WHAT YOU HAVE TO DO | Run through the records and show each line that includes the string "mashed".

GIVEN DATA |
BEGIN
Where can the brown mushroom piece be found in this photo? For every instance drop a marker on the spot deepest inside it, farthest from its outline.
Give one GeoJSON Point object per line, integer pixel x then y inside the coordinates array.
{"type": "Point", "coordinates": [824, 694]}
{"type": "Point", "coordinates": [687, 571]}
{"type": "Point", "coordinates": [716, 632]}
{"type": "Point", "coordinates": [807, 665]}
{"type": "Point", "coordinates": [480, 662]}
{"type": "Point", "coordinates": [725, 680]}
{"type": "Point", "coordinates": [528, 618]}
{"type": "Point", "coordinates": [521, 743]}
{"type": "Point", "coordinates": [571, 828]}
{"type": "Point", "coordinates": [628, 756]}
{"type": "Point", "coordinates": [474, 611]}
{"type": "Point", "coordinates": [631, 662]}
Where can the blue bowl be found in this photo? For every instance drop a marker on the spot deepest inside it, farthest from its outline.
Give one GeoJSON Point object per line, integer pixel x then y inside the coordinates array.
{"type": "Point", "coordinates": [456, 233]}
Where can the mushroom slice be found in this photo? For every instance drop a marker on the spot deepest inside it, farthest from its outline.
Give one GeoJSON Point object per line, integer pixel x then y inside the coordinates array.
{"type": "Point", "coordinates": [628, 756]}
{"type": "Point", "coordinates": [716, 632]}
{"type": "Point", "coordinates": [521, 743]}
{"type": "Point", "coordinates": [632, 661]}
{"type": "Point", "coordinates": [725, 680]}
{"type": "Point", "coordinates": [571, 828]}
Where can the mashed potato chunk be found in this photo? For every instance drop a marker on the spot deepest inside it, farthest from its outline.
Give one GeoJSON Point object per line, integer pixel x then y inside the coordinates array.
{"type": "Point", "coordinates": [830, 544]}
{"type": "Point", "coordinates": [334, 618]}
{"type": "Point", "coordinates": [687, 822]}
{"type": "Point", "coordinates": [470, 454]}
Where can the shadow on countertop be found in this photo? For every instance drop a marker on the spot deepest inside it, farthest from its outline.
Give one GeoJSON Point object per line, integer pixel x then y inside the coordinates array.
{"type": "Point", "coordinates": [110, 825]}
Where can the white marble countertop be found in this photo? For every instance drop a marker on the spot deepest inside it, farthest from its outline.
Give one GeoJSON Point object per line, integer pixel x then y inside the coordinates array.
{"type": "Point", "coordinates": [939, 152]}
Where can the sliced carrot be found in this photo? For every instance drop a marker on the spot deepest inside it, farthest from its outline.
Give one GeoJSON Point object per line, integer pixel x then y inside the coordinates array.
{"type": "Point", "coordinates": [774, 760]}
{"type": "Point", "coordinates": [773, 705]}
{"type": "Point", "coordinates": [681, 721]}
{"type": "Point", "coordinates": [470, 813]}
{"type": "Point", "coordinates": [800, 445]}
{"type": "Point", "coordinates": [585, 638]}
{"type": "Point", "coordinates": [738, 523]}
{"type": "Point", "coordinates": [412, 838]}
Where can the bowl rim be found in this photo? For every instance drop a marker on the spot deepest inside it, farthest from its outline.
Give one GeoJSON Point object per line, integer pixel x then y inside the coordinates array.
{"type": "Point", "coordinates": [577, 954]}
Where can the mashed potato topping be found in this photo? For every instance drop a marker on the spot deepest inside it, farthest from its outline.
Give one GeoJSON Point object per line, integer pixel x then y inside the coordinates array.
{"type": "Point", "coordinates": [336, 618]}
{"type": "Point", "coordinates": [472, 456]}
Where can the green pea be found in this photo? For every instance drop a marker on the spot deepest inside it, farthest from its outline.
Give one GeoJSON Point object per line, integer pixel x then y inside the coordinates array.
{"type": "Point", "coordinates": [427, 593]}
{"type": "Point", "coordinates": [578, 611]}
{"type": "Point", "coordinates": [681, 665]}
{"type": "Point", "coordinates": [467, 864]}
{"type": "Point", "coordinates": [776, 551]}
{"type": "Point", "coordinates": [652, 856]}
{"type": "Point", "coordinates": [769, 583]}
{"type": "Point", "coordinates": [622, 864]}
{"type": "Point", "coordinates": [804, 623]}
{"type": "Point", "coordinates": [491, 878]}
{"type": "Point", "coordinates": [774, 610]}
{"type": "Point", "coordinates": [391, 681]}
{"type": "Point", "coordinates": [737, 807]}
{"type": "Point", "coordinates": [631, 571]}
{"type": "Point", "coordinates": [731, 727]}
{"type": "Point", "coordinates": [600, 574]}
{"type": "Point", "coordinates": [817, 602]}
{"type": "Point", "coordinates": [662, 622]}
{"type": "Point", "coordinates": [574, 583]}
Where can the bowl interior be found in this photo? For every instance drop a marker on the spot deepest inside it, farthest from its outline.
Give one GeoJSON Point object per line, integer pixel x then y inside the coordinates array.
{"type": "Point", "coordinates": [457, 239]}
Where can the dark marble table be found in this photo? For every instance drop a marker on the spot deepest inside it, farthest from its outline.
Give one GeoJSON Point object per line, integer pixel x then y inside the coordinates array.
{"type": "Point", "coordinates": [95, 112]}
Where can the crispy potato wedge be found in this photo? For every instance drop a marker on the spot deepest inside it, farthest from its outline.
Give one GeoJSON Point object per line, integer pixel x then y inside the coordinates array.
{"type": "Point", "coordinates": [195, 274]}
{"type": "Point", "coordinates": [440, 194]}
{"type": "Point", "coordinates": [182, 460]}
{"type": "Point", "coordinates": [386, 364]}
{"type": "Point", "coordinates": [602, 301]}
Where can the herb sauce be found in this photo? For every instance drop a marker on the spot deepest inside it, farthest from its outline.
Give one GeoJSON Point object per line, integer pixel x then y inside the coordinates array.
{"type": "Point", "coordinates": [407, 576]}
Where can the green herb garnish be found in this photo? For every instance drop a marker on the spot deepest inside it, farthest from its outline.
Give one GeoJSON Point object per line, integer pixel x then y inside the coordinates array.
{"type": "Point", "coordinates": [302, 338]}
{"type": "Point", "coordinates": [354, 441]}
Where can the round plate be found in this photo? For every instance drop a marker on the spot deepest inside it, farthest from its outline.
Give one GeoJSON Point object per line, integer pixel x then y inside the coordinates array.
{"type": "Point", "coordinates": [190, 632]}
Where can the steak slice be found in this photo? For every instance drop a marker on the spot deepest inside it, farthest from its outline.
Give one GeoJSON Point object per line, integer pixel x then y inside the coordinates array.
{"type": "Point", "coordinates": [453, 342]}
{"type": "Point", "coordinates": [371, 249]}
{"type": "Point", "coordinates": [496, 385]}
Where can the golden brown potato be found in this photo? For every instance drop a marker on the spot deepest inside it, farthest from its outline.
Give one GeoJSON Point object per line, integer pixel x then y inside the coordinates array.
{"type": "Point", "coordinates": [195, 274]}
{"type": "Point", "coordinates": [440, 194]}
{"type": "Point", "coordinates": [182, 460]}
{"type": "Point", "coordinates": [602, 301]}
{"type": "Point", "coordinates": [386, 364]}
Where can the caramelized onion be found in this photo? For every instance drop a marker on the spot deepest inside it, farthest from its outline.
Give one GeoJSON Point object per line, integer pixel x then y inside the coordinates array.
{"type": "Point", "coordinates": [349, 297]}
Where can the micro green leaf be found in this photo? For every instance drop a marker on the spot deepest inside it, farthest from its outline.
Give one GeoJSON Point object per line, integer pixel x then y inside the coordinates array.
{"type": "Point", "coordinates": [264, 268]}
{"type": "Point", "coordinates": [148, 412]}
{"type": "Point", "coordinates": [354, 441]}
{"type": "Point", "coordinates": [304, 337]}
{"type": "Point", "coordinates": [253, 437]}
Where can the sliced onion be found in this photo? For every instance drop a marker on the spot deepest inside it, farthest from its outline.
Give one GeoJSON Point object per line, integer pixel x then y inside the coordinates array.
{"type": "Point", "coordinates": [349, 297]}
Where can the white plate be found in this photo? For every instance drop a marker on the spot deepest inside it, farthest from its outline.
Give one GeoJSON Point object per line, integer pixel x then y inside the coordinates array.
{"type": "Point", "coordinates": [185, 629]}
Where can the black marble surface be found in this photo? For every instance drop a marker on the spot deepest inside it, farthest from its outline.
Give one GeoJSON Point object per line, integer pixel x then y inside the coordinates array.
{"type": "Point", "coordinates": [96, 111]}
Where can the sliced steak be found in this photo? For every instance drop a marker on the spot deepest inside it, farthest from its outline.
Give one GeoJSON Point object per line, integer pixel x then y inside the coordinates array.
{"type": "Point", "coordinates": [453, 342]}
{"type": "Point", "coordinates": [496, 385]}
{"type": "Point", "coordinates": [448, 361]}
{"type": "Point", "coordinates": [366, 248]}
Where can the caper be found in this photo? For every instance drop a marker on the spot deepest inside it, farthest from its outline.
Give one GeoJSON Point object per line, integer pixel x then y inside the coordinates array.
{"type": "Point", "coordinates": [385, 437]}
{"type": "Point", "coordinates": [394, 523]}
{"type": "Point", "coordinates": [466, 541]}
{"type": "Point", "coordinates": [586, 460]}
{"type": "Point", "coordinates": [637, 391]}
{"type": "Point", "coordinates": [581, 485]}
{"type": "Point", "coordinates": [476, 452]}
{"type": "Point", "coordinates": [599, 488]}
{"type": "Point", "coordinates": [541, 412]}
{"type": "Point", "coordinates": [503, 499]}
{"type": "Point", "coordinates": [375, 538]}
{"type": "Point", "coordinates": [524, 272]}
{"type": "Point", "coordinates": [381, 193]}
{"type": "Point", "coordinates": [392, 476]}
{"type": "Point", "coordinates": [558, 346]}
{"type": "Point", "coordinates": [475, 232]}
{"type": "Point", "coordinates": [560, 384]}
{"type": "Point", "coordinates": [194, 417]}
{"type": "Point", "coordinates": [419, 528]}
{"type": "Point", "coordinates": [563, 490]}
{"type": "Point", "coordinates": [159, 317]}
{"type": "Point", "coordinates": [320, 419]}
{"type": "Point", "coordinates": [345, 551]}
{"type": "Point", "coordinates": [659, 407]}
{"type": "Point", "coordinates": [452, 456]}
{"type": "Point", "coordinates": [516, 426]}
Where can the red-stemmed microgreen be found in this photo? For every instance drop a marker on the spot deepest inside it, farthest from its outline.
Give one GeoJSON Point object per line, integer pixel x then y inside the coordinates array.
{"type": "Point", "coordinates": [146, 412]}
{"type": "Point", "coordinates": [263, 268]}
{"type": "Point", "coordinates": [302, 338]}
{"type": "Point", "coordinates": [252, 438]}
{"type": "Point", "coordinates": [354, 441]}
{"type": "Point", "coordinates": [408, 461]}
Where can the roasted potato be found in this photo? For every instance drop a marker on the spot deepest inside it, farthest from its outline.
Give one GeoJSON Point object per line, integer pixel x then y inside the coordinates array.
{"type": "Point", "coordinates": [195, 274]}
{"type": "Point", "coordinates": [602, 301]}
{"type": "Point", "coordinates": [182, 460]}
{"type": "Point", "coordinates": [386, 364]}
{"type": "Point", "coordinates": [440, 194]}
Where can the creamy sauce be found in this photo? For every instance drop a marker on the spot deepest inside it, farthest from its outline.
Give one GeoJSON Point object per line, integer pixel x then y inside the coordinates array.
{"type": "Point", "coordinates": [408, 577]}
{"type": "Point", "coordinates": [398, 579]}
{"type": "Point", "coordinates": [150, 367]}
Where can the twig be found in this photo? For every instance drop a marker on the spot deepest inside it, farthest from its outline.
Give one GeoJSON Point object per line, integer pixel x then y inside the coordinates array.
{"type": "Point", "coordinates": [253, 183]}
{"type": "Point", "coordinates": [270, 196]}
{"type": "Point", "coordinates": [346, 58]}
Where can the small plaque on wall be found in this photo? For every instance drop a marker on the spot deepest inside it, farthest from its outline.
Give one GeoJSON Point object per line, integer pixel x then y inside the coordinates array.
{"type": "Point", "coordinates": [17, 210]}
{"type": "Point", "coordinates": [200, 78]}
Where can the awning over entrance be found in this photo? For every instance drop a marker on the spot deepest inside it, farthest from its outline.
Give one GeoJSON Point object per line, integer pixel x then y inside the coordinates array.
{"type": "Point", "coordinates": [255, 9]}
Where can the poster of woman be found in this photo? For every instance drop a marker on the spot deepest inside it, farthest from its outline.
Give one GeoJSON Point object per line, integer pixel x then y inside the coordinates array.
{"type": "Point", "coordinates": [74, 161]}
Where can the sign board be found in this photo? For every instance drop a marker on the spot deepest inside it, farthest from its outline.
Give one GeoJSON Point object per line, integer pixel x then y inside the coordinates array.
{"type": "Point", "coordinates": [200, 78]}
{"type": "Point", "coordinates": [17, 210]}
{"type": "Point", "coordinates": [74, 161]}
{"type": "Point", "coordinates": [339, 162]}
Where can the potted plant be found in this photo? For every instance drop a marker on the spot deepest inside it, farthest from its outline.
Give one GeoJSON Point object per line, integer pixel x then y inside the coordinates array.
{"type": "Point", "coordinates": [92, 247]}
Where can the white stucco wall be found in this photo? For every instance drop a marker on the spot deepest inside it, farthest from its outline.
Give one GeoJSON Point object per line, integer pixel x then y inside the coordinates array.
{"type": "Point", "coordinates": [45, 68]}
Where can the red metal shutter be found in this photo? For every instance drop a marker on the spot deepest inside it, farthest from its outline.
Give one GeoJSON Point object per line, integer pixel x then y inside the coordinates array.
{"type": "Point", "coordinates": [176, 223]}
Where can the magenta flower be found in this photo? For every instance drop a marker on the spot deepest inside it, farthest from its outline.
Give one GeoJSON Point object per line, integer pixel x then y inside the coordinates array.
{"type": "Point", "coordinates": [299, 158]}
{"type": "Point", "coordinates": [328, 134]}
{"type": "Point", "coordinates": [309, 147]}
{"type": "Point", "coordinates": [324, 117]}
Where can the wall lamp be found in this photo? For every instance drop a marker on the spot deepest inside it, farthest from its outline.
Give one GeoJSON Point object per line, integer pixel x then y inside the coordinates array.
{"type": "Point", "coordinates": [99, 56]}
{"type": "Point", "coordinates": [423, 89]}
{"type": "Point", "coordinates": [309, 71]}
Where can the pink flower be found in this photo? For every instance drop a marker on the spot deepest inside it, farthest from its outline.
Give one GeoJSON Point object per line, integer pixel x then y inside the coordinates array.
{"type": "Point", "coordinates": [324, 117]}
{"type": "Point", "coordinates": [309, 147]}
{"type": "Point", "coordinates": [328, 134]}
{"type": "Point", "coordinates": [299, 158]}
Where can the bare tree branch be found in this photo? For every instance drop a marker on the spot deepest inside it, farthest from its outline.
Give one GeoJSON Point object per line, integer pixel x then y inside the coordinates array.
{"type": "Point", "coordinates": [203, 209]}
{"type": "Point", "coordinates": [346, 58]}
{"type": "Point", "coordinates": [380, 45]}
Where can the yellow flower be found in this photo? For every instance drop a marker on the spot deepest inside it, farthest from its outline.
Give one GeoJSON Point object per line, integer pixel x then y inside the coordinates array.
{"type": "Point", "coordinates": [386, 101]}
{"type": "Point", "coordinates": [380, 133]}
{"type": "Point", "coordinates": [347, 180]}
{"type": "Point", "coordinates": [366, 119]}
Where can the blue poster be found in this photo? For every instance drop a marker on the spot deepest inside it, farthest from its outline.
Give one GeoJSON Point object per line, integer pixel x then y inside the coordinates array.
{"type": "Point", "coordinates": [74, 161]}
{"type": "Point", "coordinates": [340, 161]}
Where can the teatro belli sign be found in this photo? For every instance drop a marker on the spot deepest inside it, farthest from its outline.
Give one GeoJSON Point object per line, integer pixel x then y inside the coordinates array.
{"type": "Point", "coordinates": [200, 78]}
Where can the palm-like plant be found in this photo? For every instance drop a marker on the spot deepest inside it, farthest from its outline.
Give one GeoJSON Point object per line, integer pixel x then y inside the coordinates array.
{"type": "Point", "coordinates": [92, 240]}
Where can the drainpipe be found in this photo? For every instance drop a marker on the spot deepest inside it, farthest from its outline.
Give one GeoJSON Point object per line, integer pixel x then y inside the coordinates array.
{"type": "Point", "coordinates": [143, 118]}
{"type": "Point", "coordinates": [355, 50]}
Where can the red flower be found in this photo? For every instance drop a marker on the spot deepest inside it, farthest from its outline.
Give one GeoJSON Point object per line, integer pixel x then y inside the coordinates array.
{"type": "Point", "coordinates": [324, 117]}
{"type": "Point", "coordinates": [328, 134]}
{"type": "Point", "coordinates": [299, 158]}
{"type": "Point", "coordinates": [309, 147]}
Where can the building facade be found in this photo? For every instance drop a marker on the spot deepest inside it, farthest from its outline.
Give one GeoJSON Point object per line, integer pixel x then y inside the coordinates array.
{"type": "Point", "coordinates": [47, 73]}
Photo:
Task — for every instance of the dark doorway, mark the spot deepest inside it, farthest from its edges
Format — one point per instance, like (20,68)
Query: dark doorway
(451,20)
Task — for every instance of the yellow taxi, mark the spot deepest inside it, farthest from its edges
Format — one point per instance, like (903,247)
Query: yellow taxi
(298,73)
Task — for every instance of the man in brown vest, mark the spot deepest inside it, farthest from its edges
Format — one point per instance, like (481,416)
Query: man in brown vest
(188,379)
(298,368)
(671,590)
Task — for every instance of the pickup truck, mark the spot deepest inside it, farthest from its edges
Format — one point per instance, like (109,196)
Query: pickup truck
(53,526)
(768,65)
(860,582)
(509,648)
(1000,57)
END
RESPONSE BELOW |
Where can the mashed potato chunk be found in this photo? For every instance drop a marker on the spot deepest inside it, farthest from its outline.
Where can the mashed potato topping be found in this photo? For every instance drop a marker on the spot deepest inside it, farthest from its outline.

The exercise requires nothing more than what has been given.